→ Task input:
[Start of Attachment]

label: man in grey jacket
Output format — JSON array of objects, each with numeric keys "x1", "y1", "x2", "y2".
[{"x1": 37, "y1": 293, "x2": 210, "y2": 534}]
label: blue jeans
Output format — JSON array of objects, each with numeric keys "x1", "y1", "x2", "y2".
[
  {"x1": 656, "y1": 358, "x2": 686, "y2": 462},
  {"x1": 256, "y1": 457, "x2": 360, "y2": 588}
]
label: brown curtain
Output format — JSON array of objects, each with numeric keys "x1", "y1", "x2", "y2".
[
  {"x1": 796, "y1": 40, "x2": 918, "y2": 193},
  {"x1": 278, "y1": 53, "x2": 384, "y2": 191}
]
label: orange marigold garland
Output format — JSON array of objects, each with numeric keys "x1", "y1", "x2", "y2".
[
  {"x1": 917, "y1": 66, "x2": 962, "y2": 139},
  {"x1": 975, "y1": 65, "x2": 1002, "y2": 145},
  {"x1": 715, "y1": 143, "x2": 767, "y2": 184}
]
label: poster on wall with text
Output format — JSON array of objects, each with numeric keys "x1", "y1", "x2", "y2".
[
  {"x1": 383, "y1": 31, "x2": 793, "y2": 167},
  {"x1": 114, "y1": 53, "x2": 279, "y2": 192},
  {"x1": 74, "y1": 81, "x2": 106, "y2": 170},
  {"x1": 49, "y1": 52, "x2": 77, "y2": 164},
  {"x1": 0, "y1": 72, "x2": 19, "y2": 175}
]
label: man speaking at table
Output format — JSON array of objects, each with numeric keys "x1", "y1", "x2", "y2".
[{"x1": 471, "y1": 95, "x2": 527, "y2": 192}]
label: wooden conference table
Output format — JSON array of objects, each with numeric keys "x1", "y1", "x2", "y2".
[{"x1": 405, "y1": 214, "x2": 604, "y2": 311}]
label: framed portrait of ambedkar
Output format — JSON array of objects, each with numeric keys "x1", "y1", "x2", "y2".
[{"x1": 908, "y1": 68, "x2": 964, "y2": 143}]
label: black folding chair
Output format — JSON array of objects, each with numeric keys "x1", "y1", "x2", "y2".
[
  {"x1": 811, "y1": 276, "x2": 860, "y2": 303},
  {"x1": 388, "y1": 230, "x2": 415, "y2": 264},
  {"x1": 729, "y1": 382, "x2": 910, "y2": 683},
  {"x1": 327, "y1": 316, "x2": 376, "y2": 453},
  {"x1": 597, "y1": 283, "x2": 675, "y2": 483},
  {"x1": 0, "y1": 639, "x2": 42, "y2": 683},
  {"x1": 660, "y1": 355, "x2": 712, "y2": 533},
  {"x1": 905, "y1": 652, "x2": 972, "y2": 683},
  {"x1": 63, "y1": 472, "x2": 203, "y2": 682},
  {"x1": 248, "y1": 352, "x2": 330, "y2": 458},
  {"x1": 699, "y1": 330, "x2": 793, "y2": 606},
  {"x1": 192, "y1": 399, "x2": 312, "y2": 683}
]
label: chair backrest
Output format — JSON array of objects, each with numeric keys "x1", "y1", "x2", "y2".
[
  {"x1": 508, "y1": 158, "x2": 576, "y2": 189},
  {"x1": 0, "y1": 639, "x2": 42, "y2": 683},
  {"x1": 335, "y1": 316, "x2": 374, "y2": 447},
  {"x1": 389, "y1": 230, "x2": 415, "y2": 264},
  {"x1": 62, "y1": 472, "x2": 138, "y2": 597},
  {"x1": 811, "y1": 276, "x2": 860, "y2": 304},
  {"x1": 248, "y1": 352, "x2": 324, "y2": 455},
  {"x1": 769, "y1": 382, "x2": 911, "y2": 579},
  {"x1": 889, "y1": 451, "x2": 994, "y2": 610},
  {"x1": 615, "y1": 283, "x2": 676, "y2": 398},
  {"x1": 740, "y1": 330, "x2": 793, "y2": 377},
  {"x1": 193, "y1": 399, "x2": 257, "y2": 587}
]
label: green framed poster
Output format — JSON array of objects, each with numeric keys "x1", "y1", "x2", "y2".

[End of Attachment]

Down to the last line, restate the records exactly.

label: man in grey jacket
Output format — JSON array of objects, each with numeric keys "x1", "y1", "x2", "y2".
[{"x1": 37, "y1": 293, "x2": 210, "y2": 534}]
label: blue jeans
Output format — JSON array of objects, each with numeric keys "x1", "y1", "x2", "y2".
[
  {"x1": 656, "y1": 358, "x2": 686, "y2": 462},
  {"x1": 256, "y1": 457, "x2": 360, "y2": 588}
]
label: brown curtain
Output format — JSON array of objects, each with numeric keys "x1", "y1", "x2", "y2".
[
  {"x1": 796, "y1": 40, "x2": 918, "y2": 193},
  {"x1": 278, "y1": 53, "x2": 384, "y2": 191}
]
label: orange marigold garland
Output format — JSON array of objects, each with numeric keys "x1", "y1", "x2", "y2".
[
  {"x1": 917, "y1": 66, "x2": 962, "y2": 139},
  {"x1": 975, "y1": 65, "x2": 1002, "y2": 145},
  {"x1": 715, "y1": 143, "x2": 767, "y2": 184}
]
label: poster on wall with text
Output format — JSON array of objects, each with numeric keys "x1", "y1", "x2", "y2".
[
  {"x1": 383, "y1": 31, "x2": 793, "y2": 167},
  {"x1": 114, "y1": 53, "x2": 279, "y2": 192},
  {"x1": 74, "y1": 81, "x2": 106, "y2": 170},
  {"x1": 49, "y1": 52, "x2": 77, "y2": 164},
  {"x1": 0, "y1": 72, "x2": 19, "y2": 175}
]
label: man speaking at table
Output format — JSON array of objects, each with numeric keys "x1", "y1", "x2", "y2".
[{"x1": 471, "y1": 95, "x2": 527, "y2": 192}]
label: wooden conference table
Output format — JSON array of objects, each with numeric keys "x1", "y1", "x2", "y2".
[{"x1": 405, "y1": 214, "x2": 604, "y2": 311}]
label: framed portrait of ambedkar
Output format — JSON array of objects, each with numeric keys "x1", "y1", "x2", "y2".
[{"x1": 908, "y1": 68, "x2": 964, "y2": 143}]
label: black folding chair
Output format — JSON array of objects, each with numeric keys "x1", "y1", "x2", "y2".
[
  {"x1": 811, "y1": 276, "x2": 860, "y2": 303},
  {"x1": 388, "y1": 230, "x2": 415, "y2": 264},
  {"x1": 729, "y1": 382, "x2": 910, "y2": 683},
  {"x1": 327, "y1": 316, "x2": 376, "y2": 453},
  {"x1": 597, "y1": 283, "x2": 675, "y2": 483},
  {"x1": 0, "y1": 639, "x2": 42, "y2": 683},
  {"x1": 660, "y1": 355, "x2": 712, "y2": 533},
  {"x1": 905, "y1": 652, "x2": 972, "y2": 683},
  {"x1": 63, "y1": 472, "x2": 203, "y2": 682},
  {"x1": 248, "y1": 352, "x2": 330, "y2": 458},
  {"x1": 699, "y1": 330, "x2": 793, "y2": 606},
  {"x1": 192, "y1": 399, "x2": 312, "y2": 683}
]
label: chair backrest
Output format — JSON array of objects, each with numeric keys "x1", "y1", "x2", "y2".
[
  {"x1": 508, "y1": 158, "x2": 576, "y2": 189},
  {"x1": 0, "y1": 639, "x2": 42, "y2": 683},
  {"x1": 335, "y1": 316, "x2": 374, "y2": 447},
  {"x1": 389, "y1": 230, "x2": 415, "y2": 264},
  {"x1": 62, "y1": 472, "x2": 138, "y2": 597},
  {"x1": 811, "y1": 276, "x2": 860, "y2": 304},
  {"x1": 248, "y1": 352, "x2": 324, "y2": 455},
  {"x1": 769, "y1": 382, "x2": 911, "y2": 579},
  {"x1": 889, "y1": 451, "x2": 994, "y2": 610},
  {"x1": 615, "y1": 283, "x2": 676, "y2": 398},
  {"x1": 740, "y1": 330, "x2": 793, "y2": 377},
  {"x1": 193, "y1": 399, "x2": 257, "y2": 587}
]
label: green framed poster
Output format — JSON array of objects, each with numeric keys "x1", "y1", "x2", "y2".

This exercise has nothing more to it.